* [Text for analysis]

--------

The Grain Industry Association of Western Australia Inc (GIWA) is a not-for-profit, incorporated, whole of value chain member industry association. Its purpose is to support an effective and efficient Western Australian grain industry. GIWA facilitates communication, information exchange, capacity building and grain supply chain solutions for Western Australia.
The POP aims to increase the WA production of processed oats, grain yield and hectares sown, and support industry to capture a greater share of growing international demand for oat products.
GIWA, through the GIWA Oat Council, is the lead program partner and advisor, providing a communications portal between stakeholders.
2024 Nuffield Scholar
Growing the case for oats
With one foot in the operations of a grain and livestock farming business, and another in communications and marketing, Shannen Barrett is well placed to study development opportunities for Australian oats as a 2024 Nuffield Scholar.
Shannen sees great potential for oats in Australia, but says many growers perceive milling oats as one of low value in the rotation.
Shannen farms alongside her partner at York and Beverley, WA, growing oats, wheat, barley, canola and lupins. However, the bulk of Shannen's time is spent in her role as a communications manager at plant breeding company InterGrain, where she oversees the company’s national communication portfolio.
Shannen's scholarship is supported by the Grain Industry Association of Western Australia through the Processed Oat Partnership, an industry growth program supported by $10.1m of WA State Government funding.
“Oat uses are expanding with oat milk preference and diversification offering broader market opportunities and increasing demand of high-quality oats,” Shannen says.

--------

* [What you need to do]
a) From the passage on the Grain Industry Association of Western Australia, retype the part from "Shannen farms alongside" up to and including "national communication portfolio.".
b) According to the passage on the Grain Industry Association of Western Australia, how much Western Australian State Government funding supports the Processed Oat Partnership?

--------

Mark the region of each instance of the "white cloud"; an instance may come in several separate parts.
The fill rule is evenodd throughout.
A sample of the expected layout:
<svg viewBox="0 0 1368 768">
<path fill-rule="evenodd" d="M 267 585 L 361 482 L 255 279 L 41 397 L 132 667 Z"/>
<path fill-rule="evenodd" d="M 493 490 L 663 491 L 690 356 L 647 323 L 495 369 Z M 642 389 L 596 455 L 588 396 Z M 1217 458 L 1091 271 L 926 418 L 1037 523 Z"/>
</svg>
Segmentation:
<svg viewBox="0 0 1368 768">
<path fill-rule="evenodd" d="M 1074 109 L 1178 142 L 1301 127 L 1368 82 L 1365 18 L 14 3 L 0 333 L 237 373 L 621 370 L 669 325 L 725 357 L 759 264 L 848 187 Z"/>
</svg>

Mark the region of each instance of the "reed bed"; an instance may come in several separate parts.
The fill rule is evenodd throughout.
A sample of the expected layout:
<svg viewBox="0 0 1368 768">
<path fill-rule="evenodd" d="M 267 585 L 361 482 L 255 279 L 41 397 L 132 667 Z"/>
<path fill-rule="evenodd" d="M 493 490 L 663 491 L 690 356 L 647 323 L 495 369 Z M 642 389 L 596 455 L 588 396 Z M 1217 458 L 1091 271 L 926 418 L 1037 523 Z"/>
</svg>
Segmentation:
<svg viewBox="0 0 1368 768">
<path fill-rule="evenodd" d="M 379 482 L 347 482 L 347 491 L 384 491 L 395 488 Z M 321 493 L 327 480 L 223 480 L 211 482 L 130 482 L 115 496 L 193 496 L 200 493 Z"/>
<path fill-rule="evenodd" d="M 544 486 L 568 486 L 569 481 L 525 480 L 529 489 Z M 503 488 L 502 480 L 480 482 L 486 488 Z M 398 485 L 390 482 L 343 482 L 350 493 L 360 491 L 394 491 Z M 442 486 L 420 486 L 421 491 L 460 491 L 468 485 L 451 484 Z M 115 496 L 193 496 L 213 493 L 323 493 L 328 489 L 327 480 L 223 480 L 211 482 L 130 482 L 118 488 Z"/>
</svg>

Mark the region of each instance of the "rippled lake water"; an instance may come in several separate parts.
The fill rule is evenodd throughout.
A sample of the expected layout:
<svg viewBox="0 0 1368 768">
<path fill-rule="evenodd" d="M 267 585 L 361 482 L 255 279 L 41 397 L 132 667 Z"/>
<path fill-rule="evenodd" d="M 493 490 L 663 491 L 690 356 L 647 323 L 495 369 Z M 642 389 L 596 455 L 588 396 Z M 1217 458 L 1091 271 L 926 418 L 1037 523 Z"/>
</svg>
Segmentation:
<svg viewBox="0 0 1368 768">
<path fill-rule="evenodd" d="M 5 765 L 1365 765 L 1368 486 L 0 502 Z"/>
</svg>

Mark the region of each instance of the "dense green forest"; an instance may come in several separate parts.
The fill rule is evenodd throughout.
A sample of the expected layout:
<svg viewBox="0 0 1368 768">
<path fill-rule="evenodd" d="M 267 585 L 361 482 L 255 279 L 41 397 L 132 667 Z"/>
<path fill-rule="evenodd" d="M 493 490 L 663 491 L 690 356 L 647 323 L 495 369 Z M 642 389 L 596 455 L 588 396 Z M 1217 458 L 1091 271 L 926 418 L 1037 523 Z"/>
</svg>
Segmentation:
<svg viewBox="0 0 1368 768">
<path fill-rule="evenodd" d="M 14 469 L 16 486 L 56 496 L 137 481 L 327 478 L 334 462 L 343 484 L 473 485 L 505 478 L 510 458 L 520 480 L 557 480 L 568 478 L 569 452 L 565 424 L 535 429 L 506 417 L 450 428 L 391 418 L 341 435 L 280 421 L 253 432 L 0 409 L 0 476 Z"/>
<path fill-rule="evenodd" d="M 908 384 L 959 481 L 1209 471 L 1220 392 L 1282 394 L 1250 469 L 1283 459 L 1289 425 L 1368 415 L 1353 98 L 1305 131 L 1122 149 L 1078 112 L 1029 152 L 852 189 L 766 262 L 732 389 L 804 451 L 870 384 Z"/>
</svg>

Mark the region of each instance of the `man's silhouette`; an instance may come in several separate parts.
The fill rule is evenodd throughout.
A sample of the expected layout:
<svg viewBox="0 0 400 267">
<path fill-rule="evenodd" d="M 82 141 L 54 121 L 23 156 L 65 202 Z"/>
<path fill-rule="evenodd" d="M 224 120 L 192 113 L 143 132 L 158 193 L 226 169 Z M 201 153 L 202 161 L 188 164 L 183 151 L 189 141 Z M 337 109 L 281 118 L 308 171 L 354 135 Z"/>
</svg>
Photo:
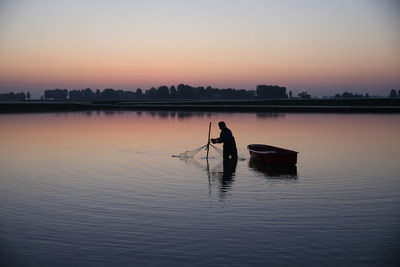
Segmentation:
<svg viewBox="0 0 400 267">
<path fill-rule="evenodd" d="M 237 159 L 237 148 L 235 138 L 232 135 L 232 131 L 226 127 L 225 122 L 220 121 L 218 123 L 219 128 L 221 129 L 221 133 L 219 138 L 211 139 L 213 144 L 215 143 L 223 143 L 223 154 L 224 159 L 229 158 L 231 156 L 233 159 Z"/>
</svg>

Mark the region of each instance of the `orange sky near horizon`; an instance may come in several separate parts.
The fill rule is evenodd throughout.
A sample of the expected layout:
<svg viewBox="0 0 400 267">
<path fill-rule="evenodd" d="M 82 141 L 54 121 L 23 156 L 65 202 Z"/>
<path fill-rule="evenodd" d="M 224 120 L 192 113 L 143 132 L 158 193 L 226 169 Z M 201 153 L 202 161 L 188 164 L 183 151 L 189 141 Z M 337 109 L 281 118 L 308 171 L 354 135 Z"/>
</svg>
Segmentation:
<svg viewBox="0 0 400 267">
<path fill-rule="evenodd" d="M 391 0 L 17 0 L 0 10 L 0 92 L 400 88 L 400 4 Z"/>
</svg>

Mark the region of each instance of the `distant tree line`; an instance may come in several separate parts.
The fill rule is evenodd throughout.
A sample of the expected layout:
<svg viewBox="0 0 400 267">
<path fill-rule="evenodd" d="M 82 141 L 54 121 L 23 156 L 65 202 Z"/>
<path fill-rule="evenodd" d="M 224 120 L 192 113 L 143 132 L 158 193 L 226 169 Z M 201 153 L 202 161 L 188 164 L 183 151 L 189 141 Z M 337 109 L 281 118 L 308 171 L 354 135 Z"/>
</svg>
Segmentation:
<svg viewBox="0 0 400 267">
<path fill-rule="evenodd" d="M 90 88 L 83 90 L 52 89 L 46 90 L 44 99 L 59 101 L 100 101 L 100 100 L 145 100 L 145 99 L 271 99 L 288 98 L 285 87 L 258 85 L 257 90 L 246 89 L 218 89 L 208 86 L 193 87 L 179 84 L 177 87 L 160 86 L 143 91 L 138 88 L 136 92 L 104 89 L 92 91 Z"/>
<path fill-rule="evenodd" d="M 335 98 L 369 98 L 369 94 L 353 94 L 349 92 L 343 92 L 342 94 L 336 94 Z"/>
<path fill-rule="evenodd" d="M 388 95 L 390 98 L 400 98 L 400 90 L 391 89 Z M 96 89 L 93 91 L 90 88 L 82 90 L 67 89 L 50 89 L 45 90 L 42 100 L 57 100 L 57 101 L 101 101 L 101 100 L 153 100 L 153 99 L 311 99 L 311 95 L 307 91 L 293 96 L 293 92 L 286 93 L 286 87 L 277 85 L 257 85 L 256 90 L 246 89 L 218 89 L 208 86 L 193 87 L 190 85 L 179 84 L 177 87 L 160 86 L 152 87 L 147 90 L 140 88 L 136 91 L 114 90 L 106 88 L 103 91 Z M 333 98 L 348 99 L 348 98 L 369 98 L 369 94 L 357 94 L 350 92 L 337 93 Z M 24 101 L 30 100 L 31 94 L 21 93 L 3 93 L 0 94 L 0 101 Z"/>
<path fill-rule="evenodd" d="M 389 97 L 390 98 L 400 98 L 400 89 L 397 90 L 397 92 L 395 89 L 390 90 Z"/>
<path fill-rule="evenodd" d="M 0 94 L 0 101 L 23 101 L 31 98 L 31 93 L 5 93 Z"/>
</svg>

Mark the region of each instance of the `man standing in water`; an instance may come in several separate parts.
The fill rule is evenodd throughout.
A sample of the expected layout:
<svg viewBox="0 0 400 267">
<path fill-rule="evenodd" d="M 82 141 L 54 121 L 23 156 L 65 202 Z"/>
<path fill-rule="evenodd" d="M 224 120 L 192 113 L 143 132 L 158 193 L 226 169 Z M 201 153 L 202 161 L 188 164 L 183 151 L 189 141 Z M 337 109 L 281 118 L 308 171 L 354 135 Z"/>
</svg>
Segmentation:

--------

* [List of answers]
a)
Shannen farms alongside her partner at York and Beverley, WA, growing oats, wheat, barley, canola and lupins. However, the bulk of Shannen's time is spent in her role as a communications manager at plant breeding company InterGrain, where she oversees the company’s national communication portfolio.

b) $10.1m